### [Directions for this task]
Can you reproduce every line from the one containing "Exercise. Pin every instance of the black" through the end of the material, requests included, with each point coordinate in the answers multiplied by 0.75 and rounded to a whole number, halves rounding up? Return only those lines.

### [Recorded information]
■ ■ ■ ■ ■
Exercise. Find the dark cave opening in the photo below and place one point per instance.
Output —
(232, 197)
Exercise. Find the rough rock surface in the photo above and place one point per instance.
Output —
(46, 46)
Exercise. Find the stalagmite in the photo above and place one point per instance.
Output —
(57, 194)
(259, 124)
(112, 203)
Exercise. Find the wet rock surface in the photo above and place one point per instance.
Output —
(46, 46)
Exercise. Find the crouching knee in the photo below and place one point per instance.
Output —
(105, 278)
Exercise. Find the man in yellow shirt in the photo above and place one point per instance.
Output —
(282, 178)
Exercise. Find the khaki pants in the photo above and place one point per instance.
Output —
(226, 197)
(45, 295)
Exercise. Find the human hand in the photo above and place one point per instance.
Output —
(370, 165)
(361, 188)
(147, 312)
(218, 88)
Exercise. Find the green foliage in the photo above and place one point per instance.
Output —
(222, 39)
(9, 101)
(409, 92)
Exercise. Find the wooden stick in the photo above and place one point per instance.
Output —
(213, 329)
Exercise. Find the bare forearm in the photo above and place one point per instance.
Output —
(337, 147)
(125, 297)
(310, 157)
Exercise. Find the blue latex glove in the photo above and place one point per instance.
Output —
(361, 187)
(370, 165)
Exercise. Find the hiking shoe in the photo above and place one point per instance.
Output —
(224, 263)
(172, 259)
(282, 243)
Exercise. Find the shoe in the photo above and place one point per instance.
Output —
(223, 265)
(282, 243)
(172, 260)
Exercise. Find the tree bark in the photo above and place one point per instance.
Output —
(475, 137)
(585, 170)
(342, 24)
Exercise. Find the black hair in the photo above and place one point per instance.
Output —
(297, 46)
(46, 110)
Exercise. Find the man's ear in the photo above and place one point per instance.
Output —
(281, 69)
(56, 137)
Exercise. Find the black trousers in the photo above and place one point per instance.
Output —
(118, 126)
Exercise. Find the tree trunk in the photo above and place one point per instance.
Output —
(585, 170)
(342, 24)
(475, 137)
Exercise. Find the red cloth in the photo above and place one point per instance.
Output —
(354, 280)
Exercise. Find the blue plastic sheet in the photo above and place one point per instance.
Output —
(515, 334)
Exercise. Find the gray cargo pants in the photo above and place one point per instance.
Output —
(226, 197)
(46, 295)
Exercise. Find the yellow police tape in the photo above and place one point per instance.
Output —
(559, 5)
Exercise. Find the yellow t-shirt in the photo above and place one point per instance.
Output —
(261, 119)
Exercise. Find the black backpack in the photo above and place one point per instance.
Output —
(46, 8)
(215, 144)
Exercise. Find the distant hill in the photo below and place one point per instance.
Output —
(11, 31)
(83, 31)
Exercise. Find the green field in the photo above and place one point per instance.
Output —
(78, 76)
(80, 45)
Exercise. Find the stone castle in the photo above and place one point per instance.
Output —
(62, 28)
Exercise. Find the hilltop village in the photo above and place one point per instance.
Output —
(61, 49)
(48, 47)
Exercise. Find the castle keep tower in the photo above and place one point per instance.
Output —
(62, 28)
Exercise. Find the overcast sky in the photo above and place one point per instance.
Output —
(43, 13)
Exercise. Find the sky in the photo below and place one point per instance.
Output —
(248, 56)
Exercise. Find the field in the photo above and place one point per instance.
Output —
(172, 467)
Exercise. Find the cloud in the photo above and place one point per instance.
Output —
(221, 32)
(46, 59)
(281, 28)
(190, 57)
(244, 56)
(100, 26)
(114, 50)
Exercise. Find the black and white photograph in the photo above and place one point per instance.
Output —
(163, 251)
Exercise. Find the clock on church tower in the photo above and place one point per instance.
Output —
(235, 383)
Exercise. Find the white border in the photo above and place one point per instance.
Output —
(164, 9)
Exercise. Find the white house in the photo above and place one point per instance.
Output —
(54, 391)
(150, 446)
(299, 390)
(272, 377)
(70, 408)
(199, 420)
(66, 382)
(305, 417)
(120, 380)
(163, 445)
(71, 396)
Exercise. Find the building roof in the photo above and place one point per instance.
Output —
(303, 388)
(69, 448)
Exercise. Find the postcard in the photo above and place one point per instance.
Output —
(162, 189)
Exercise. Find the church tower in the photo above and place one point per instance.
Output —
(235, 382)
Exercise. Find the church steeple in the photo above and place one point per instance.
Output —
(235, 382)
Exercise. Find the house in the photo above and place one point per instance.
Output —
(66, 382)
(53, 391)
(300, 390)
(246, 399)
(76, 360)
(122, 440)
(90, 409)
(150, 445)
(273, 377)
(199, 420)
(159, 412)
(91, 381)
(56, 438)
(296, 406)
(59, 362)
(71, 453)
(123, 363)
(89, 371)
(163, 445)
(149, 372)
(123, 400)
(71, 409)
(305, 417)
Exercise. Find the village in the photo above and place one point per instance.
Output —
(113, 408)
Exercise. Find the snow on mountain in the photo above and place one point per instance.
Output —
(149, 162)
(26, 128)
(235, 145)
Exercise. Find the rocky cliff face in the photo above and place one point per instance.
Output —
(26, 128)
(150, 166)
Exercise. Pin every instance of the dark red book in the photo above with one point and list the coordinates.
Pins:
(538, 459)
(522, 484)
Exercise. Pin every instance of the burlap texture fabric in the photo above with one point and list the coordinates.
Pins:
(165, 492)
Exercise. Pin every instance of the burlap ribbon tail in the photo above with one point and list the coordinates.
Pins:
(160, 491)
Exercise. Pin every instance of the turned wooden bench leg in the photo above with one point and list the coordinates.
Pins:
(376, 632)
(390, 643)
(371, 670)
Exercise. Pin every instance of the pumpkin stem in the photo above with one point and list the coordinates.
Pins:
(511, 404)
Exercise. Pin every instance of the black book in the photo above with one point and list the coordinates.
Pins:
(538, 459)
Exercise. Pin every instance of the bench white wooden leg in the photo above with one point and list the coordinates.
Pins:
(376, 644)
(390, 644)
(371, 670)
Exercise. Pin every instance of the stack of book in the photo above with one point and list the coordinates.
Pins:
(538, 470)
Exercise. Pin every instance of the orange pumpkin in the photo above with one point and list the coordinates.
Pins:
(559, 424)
■ ■ ■ ■ ■
### [Task answer]
Exercise. Pin every instance of the black book in the photo above with one point and list the coordinates.
Pins:
(404, 344)
Exercise. Pin every instance of the bench white wooden leg in the photo above with one point and list the coordinates.
Pins:
(282, 483)
(293, 483)
(278, 503)
Exercise. Pin every instance of the stack of book in the photo above with one point and list the coordinates.
Pins:
(404, 353)
Exercise. Pin every instance of the orange pumpkin in the photo above with one point and list the coordinates.
Pins:
(419, 318)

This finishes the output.